● **DATA PROVIDED**
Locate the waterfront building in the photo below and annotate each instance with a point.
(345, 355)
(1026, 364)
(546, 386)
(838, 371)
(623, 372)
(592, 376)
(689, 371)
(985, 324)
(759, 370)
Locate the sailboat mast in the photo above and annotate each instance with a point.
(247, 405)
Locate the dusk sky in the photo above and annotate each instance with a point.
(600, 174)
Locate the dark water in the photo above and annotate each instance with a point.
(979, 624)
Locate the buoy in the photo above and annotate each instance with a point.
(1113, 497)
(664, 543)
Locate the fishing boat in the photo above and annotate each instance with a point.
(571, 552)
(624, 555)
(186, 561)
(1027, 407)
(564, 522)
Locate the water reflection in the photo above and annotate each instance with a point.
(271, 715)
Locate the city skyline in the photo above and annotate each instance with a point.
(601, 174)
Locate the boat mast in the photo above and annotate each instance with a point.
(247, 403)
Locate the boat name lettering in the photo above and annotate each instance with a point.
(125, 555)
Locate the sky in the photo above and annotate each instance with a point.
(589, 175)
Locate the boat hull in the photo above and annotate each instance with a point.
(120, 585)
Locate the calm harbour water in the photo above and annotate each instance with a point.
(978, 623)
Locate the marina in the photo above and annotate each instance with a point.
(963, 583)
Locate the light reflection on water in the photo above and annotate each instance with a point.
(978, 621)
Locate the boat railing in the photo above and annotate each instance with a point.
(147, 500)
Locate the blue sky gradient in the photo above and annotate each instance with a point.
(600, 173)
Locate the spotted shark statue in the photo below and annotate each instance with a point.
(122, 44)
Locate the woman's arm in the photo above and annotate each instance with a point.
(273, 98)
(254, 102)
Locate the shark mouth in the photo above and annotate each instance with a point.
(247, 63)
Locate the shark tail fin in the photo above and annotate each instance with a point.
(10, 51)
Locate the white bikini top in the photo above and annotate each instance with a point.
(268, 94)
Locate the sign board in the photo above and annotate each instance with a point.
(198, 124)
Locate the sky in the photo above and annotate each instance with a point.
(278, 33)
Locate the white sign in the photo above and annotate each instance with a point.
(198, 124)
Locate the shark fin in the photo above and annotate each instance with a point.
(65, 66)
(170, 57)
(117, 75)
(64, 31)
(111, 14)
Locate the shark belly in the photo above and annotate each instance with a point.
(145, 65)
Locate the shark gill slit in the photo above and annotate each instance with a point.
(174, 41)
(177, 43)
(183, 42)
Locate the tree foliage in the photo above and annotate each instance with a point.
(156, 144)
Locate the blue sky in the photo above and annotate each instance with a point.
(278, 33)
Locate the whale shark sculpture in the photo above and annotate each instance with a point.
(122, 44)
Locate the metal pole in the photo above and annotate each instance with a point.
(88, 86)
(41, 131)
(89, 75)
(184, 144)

● **WHAT IS NEEDED**
The whole of the data above must be given again, unaltered and complete.

● **RESULT OF THE EXERCISE**
Locate the waterfront building in the photo below and annotate each instance with a point.
(345, 355)
(1026, 364)
(546, 386)
(838, 371)
(623, 372)
(592, 376)
(689, 371)
(985, 324)
(759, 370)
Locate the sailboat mast in the photo above and annotate each instance with a point.
(247, 405)
Locate the dusk sky in the photo above and annotate each instance with a point.
(600, 174)
Locate the dark water in the photo above and annotate each instance with a point.
(979, 624)
Locate the buoy in the photo above and annotate each instance with a point.
(1113, 497)
(664, 543)
Locate the fishing boat in the photo above and annotate each instance with a point.
(571, 552)
(624, 555)
(186, 561)
(1027, 407)
(564, 522)
Locate the water reflection in the photo above and annotate each instance with a point.
(271, 715)
Locate the city skyline in the photo above and annotate each instance with a point.
(601, 174)
Locate the boat mast in the photo above and annotate each instance with a point.
(247, 403)
Locate the boat name lettering in the photo above and annotate each instance with a point.
(125, 555)
Locate the sky in the photo above and annotate each instance with a point.
(589, 175)
Locate the boat hull in the photo above and annotate each instance with a point.
(120, 585)
Locate the calm harbour water in the photo above and annotate each instance with a point.
(978, 623)
Locate the marina in the photo above and annotate each instance with a point.
(963, 583)
Locate the light reflection on water in the photo above and annotate each instance with a point.
(978, 621)
Locate the boat railing in the photo above and annotate each instance with a point.
(147, 500)
Locate the blue sky gradient in the photo above and annotate each instance with a point.
(600, 173)
Locate the spotted shark statue in the photo below and annotate each instance with a point.
(122, 44)
Locate the woman's arm in the photo above and annotate each instance with a point.
(273, 98)
(254, 102)
Locate the shark mouth in the photo above and annotate each instance with a point.
(247, 63)
Locate the shark tail fin in the photo above and annotate each instance with a point.
(10, 51)
Locate the white bikini top in the photo above and annotate each instance with a point.
(268, 94)
Locate the sign board in the photo above and annotate each instance with a point.
(198, 124)
Locate the sky in the photo above and annotate each instance with a point.
(278, 33)
Locate the white sign in the photo above and annotate each instance with a point.
(198, 124)
Locate the shark fin in the photo above and annotate each instance with a point.
(65, 66)
(170, 57)
(117, 75)
(64, 31)
(111, 14)
Locate the shark belly in the photo above and annotate each instance with a point.
(145, 65)
Locate the shark gill slit in the photo above and annotate each instance with a point.
(174, 41)
(177, 43)
(183, 42)
Locate the tree foliage in the photo above and annotate each instance with a point.
(156, 144)
Locate the blue sky in the photo above and annotate each instance with a point.
(278, 33)
Locate the whale shark sculpture in the photo above and annotate each instance with a point.
(122, 44)
Locate the metal pole in the photo above and annotate each instance with a point.
(88, 86)
(41, 131)
(89, 75)
(184, 144)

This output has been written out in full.